AIM 1
Copy out the pelican listing line by line, requests included, and shift every coordinate in its answer outlines by adding 20, leaving the requests and their format samples unchanged. Leave the pictures out.

EXCERPT PROVIDED
__________

As you say, to see what this coming generation of artists is interested in in relation to technology, what they think about it—that will be fascinating. With regard to my own teaching, currently a lot of my students have the ambition to get into video game design and the games industry, and in that field, it’s actually shocking how polarizing blockchain technology is. It’s a bit mind-blowing how strongly people in games have reacted to the NFT hype. There are a lot of very harshly worded blanket refusals to engage with the technology at all. Right now, it almost feels like dissing NFTs is perceived as a great PR stunt in the games industry. Like, gaming communities will instantly love you if you declare your hate of NFTs. I’m very curious about that and haven’t quite fully figured out what that’s all about. I mean, I guess it has to do with the existing histories of player exploitation—for example by way of loot boxes, clandestine gambling mechanics, or the extraction and commercial use of player data. A few of my colleagues, including Darshana Jayemanne and Fraser Simpson, have been involved in some fascinating research on that subject.1 With regard to NFTs, there does seem to be a potential for recalibrating the field in order to give agency back to players, but communities of players seem to want nothing to do with it. Do you have any thoughts on that? Especially since some of your blockchain art projects—such as Lifeforms and Off—have game-like elements. What’s your experience?

SF:

I’ve encountered this as well. There are a few online pockets where NFTs are more hated than in other places, and I’ve definitely noticed that gaming is one of them, particularly indie gaming. The slightly older media art community, and also comics and illustrators, seem to be very split. And yeah, why? I don’t know. It’s fascinating. I think there have been hyperbolic claims made about what NFTs do, particularly in regard to environmental impact, which, while it can be significant, still ends up discussed inaccurately and with blanket statements. That certainly has contributed to it. And yes, I think it also has to do with the bad taste that’s been left by other monetization strategies that players have experienced in games. Recalling my own history with NFTs, I also had a pretty bad reaction to them at first and considered myself as part of an older media art community that wanted to make things open source, and freely available. But this really came down to confusing NFTs with DRM (digital rights management). These technologies are related, but NFTs, as Rhea Meyers has pointed out so well, actually help to decouple the idea of ownership from access to the content that is owned.2 So, quite often, the thing that is now ownable as an NFT actually continues to be publicly available on the internet. Anyone can still look at it or interact with it or watch the video, but there’s now an additional, new layer that marks ownership. So, in this sense, NFTs are really different from earlier models of DRM that I really hated and didn’t want to replicate. It took me a while to realize that difference, and to come around to a position of thinking well, maybe this isn’t all that awful a monetization strategy for an artist.

MZ:

Yes that’s an important point, about this splitting off from what we would previously have thought of as a DRM layer to lock down content and extend very traditional ideas of ownership in digital contexts. In a way, NFTs can really open that up again, if they’re deployed appropriately. A few years ago, I wrote an essay about Kevin McCoy and Anil Dash’s Monegraph (2014) project, in which I was trying to address this particular tension in digital culture, between opening up access and fencing in content. At the time, Monegraph was one of the first attempts to use blockchain technology to inscribe and enforce ownership of digital artifacts.3 This was a few years before NFTs, of course, and what I wasn’t quite able to appreciate at the time was that with NFTs, artists would be able to experiment with ways of asserting authorship or ownership claims while at the same time freely circulating digital artifacts all over the web.

__________

DATASET
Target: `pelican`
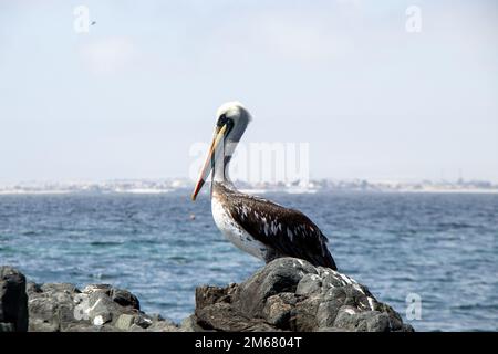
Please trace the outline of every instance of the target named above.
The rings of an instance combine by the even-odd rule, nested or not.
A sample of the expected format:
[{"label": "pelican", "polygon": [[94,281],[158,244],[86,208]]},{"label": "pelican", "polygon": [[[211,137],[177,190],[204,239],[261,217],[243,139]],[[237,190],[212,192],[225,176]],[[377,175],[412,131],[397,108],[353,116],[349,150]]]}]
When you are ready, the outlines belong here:
[{"label": "pelican", "polygon": [[304,214],[237,190],[229,178],[230,159],[252,119],[239,102],[221,105],[206,163],[191,195],[196,200],[211,174],[215,223],[239,249],[270,262],[280,257],[303,259],[336,270],[322,231]]}]

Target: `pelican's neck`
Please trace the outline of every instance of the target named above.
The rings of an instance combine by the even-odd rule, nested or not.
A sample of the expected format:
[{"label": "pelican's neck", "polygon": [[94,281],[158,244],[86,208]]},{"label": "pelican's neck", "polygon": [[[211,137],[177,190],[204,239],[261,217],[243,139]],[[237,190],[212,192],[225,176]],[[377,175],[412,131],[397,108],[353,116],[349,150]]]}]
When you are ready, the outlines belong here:
[{"label": "pelican's neck", "polygon": [[224,143],[224,148],[220,154],[217,156],[215,162],[215,167],[212,170],[212,180],[218,183],[228,183],[231,184],[230,180],[230,160],[237,148],[237,143],[226,142]]}]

__________

AIM 2
In the conversation about NFTs, what did SF at first confuse NFTs with?

TASK SOLUTION 1
Target: `pelican`
Please trace the outline of every instance of the target named above.
The rings of an instance combine by the even-odd rule, nested or not.
A sample of the expected format:
[{"label": "pelican", "polygon": [[94,281],[158,244],[86,208]]},{"label": "pelican", "polygon": [[[211,137],[177,190],[204,239],[261,217],[243,139]],[[237,190],[212,192],[225,176]],[[377,175],[412,131],[397,108],[353,116],[349,150]]]}]
When you are ready, the outlines belong here:
[{"label": "pelican", "polygon": [[324,234],[257,210],[249,198],[250,179],[272,139],[259,122],[241,125],[226,183],[211,215],[216,220],[231,194],[235,243],[259,269],[290,282],[300,277],[323,279],[356,290],[342,251]]}]

Target: `pelican's neck`
Please trace the outline of every instance of the target named above.
The rings of an instance combine by the even-odd rule, nested or not.
A sample of the expected format:
[{"label": "pelican's neck", "polygon": [[94,281],[158,244],[86,208]]},{"label": "pelican's neck", "polygon": [[[211,137],[177,190],[204,239],[261,217],[243,139]],[[237,190],[212,192],[225,176]],[[377,175],[412,131],[397,108],[353,116],[349,150]]]}]
When you are ready, the outlines belong here:
[{"label": "pelican's neck", "polygon": [[244,163],[244,168],[240,174],[237,176],[235,182],[235,187],[232,190],[232,200],[238,203],[248,203],[251,204],[250,200],[250,180],[257,168],[257,163],[246,162]]}]

TASK SOLUTION 2
DRM (digital rights management).